[Entries shown — start]
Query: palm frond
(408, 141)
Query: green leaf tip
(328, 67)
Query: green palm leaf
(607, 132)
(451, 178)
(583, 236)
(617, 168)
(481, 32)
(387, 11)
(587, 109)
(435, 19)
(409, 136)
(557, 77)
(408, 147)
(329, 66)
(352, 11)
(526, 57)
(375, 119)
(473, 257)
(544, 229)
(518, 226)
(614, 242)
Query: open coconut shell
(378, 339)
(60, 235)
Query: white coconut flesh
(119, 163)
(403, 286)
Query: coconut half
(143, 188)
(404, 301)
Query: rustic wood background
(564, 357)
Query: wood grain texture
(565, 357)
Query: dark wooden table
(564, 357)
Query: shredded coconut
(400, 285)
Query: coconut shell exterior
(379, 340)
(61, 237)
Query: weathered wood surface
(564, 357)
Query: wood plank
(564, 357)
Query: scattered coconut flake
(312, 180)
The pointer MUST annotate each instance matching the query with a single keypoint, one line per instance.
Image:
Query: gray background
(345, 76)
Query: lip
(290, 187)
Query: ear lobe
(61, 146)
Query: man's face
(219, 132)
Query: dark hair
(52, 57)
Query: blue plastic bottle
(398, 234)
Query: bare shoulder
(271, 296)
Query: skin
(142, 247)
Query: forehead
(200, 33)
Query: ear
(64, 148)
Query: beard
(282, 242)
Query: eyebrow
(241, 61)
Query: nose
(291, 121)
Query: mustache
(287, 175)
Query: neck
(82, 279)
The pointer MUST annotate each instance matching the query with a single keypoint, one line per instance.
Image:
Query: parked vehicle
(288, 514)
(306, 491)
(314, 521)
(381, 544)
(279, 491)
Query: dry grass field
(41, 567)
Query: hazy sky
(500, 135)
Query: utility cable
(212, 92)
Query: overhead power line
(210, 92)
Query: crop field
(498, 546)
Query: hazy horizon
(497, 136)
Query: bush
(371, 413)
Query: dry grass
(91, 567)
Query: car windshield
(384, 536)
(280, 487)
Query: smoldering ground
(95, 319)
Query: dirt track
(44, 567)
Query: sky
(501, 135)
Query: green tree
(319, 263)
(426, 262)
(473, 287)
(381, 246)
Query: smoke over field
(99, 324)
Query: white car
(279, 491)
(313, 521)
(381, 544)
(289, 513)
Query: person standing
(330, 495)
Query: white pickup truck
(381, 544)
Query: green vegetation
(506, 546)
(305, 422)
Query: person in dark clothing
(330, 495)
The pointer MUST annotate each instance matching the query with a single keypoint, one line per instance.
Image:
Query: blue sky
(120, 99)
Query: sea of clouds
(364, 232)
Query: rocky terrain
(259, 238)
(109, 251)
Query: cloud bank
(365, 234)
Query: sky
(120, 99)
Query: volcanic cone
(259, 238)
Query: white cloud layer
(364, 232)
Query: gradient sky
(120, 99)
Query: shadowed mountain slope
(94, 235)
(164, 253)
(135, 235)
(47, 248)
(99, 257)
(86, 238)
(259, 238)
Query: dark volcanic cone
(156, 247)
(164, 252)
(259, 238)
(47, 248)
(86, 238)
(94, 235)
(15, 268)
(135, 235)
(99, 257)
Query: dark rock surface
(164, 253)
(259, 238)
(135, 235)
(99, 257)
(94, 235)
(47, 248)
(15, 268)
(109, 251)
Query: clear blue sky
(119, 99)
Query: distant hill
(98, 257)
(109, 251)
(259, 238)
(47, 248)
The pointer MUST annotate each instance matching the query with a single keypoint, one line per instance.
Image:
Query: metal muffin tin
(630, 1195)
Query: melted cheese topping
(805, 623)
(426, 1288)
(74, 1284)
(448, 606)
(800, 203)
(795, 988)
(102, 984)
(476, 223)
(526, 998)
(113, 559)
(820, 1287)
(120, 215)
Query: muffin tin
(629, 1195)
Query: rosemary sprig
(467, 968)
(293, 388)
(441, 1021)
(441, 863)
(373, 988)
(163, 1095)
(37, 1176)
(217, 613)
[Entries shown — finish]
Description of the task: Write the entries out again exactly.

Response:
Query: palm frond
(408, 141)
Query: green leaf tip
(328, 67)
Query: green palm leaf
(607, 132)
(451, 178)
(583, 236)
(617, 168)
(481, 32)
(387, 11)
(587, 109)
(435, 19)
(409, 136)
(557, 77)
(408, 147)
(329, 66)
(352, 11)
(526, 57)
(375, 119)
(473, 257)
(544, 229)
(518, 226)
(614, 242)
Query: open coconut shell
(378, 339)
(60, 235)
Query: white coconut flesh
(119, 163)
(403, 286)
Query: coconut half
(143, 188)
(404, 301)
Query: rustic wood background
(564, 357)
Query: wood grain texture
(565, 357)
Query: dark wooden table
(564, 357)
Query: shredded coconut
(400, 285)
Query: coconut shell exterior
(379, 340)
(61, 237)
Query: weathered wood surface
(564, 357)
Query: wood plank
(564, 357)
Query: scattered coconut flake
(312, 180)
The pointer MUST annotate each instance matching the query with a single keypoint, one line per instance.
Image:
Query: gray background
(345, 76)
Query: lip
(290, 187)
Query: ear lobe
(61, 146)
Query: man's face
(219, 132)
Query: dark hair
(52, 57)
Query: blue plastic bottle
(398, 234)
Query: bare shoulder
(271, 296)
Query: skin
(142, 247)
Query: forehead
(200, 33)
Query: ear
(64, 148)
Query: beard
(282, 242)
Query: eyebrow
(241, 61)
Query: nose
(291, 121)
Query: mustache
(287, 175)
Query: neck
(82, 279)
The pointer MUST annotate each instance matching the query with a single keypoint, one line per instance.
Image:
Query: parked vehicle
(288, 514)
(306, 491)
(314, 521)
(381, 544)
(279, 491)
Query: dry grass field
(41, 567)
Query: hazy sky
(500, 135)
Query: utility cable
(212, 92)
Query: overhead power line
(210, 92)
Query: crop field
(498, 546)
Query: hazy horizon
(497, 136)
Query: bush
(371, 413)
Query: dry grass
(91, 567)
Query: car windshield
(384, 536)
(280, 487)
Query: smoldering ground
(95, 319)
Query: dirt track
(44, 567)
Query: sky
(501, 135)
Query: green tree
(319, 263)
(426, 262)
(473, 287)
(381, 246)
Query: smoke over field
(99, 324)
Query: white car
(279, 491)
(313, 521)
(381, 544)
(289, 513)
Query: person standing
(330, 495)
Query: white pickup truck
(381, 544)
Query: green vegetation
(506, 546)
(305, 422)
Query: person in dark clothing
(330, 495)
The pointer MUST annotate each instance matching the query with a single keypoint, one line per instance.
Image:
Query: blue sky
(120, 99)
Query: sea of clouds
(364, 232)
Query: rocky terrain
(259, 238)
(109, 251)
Query: cloud bank
(365, 234)
Query: sky
(120, 99)
Query: volcanic cone
(259, 238)
Query: white cloud layer
(364, 232)
Query: gradient sky
(120, 99)
Query: shadowed mountain slope
(94, 235)
(164, 253)
(135, 235)
(47, 248)
(99, 257)
(86, 238)
(259, 238)
Query: dark volcanic cone
(156, 247)
(164, 252)
(259, 238)
(47, 248)
(86, 238)
(94, 235)
(15, 268)
(135, 235)
(99, 257)
Query: dark rock surface
(164, 253)
(259, 238)
(135, 235)
(99, 257)
(94, 235)
(47, 248)
(15, 268)
(109, 251)
Query: clear blue sky
(119, 99)
Query: distant hill
(98, 257)
(109, 251)
(259, 238)
(47, 248)
The pointer MUST annotate each instance matching the query with a single keypoint, one line per instance.
Image:
Query: metal muffin tin
(630, 1195)
Query: melted cheese topping
(805, 623)
(426, 1288)
(74, 1284)
(448, 606)
(800, 203)
(795, 988)
(102, 984)
(476, 223)
(526, 998)
(113, 559)
(820, 1287)
(120, 215)
Query: muffin tin
(629, 1195)
Query: rosemary sprig
(467, 968)
(293, 388)
(441, 1021)
(441, 863)
(373, 988)
(163, 1095)
(37, 1176)
(217, 613)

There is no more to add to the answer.